→ 연습 문제:
아래 행 가운데 "moss"라는 문자열이 들어 있는 행이 몇 개인지 숫자 하나로만 답하세요.

데이터 레코드:
------------

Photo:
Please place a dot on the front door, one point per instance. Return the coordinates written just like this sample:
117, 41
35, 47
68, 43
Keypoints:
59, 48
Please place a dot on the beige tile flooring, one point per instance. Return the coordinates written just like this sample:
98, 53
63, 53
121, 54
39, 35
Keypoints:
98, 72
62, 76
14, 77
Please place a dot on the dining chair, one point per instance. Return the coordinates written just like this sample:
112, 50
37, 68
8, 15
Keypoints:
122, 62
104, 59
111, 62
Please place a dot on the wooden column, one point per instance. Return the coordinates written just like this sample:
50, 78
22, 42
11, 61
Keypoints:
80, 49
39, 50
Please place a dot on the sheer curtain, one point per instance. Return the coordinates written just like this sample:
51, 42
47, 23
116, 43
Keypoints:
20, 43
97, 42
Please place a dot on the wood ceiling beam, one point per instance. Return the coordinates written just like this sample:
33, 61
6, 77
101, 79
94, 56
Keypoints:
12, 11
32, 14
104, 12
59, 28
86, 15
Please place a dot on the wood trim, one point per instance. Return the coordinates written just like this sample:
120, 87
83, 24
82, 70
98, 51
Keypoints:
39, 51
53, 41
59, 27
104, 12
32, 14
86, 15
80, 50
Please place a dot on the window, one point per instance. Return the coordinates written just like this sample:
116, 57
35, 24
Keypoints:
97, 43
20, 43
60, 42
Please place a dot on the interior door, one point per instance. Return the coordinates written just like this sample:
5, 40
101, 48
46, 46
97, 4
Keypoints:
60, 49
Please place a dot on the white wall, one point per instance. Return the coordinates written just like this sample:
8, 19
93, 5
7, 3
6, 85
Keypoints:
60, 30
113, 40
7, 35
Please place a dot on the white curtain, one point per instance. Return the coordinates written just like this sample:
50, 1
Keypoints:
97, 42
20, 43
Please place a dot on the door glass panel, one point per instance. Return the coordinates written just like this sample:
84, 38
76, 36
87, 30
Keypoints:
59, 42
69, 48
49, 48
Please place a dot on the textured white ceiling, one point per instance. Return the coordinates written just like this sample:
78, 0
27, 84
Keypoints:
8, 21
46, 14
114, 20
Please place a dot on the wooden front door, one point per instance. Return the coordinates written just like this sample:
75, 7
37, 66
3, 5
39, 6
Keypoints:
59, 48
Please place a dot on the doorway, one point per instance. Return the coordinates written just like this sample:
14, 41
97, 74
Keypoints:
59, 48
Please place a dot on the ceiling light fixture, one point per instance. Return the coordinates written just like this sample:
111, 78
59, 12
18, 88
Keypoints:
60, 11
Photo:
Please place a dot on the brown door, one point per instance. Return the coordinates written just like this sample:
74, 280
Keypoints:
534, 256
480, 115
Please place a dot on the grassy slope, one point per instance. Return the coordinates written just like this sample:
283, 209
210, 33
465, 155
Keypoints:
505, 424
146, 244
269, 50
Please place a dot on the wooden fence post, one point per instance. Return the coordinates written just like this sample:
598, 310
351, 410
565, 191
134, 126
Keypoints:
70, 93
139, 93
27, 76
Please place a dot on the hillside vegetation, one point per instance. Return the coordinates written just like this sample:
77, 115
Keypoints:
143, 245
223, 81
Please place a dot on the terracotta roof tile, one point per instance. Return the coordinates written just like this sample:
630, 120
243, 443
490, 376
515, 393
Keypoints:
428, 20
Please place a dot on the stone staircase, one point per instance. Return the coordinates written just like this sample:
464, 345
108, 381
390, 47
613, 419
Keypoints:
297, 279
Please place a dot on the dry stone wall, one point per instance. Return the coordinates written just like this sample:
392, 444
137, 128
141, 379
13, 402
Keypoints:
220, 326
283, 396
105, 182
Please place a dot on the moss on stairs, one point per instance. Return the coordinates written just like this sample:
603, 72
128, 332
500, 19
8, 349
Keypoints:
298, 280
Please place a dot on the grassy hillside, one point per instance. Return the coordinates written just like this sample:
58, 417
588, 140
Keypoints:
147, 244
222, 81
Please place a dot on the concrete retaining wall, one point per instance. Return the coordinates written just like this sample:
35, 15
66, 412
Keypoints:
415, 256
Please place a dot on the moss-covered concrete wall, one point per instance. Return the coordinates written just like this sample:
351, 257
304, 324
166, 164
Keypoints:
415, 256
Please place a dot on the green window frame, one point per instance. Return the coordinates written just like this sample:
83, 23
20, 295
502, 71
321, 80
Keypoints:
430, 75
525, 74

------------

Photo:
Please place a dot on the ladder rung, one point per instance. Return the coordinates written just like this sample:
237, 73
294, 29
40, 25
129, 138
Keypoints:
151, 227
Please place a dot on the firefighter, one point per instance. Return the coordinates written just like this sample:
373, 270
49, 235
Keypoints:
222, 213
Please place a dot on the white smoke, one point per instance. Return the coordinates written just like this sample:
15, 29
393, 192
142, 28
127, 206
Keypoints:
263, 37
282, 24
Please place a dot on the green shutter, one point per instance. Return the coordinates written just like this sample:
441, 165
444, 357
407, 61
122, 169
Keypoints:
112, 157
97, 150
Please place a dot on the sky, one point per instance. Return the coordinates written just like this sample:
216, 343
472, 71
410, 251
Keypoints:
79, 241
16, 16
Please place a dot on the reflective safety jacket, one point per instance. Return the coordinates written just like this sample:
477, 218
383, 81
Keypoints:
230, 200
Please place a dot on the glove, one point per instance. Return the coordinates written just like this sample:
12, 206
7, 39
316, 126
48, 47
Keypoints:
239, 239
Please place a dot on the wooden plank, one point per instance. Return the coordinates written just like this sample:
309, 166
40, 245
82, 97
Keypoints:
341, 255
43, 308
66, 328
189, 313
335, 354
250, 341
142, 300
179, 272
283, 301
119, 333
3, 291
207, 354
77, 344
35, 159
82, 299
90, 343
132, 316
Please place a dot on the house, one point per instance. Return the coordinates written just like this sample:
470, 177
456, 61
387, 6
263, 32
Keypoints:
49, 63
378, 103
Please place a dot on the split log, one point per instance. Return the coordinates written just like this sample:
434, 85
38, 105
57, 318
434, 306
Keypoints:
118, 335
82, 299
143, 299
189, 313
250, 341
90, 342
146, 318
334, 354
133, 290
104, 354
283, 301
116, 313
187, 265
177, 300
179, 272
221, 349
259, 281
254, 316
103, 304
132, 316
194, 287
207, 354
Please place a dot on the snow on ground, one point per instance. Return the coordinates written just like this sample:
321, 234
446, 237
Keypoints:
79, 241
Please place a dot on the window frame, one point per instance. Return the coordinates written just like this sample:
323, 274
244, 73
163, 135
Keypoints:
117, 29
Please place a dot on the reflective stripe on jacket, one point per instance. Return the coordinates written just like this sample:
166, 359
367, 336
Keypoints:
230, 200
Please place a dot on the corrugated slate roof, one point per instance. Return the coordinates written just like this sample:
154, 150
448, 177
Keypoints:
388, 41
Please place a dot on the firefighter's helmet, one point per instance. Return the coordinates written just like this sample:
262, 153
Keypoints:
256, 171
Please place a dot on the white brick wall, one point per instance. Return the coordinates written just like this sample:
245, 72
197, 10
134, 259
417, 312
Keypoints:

------------

→ 과제 결과:
2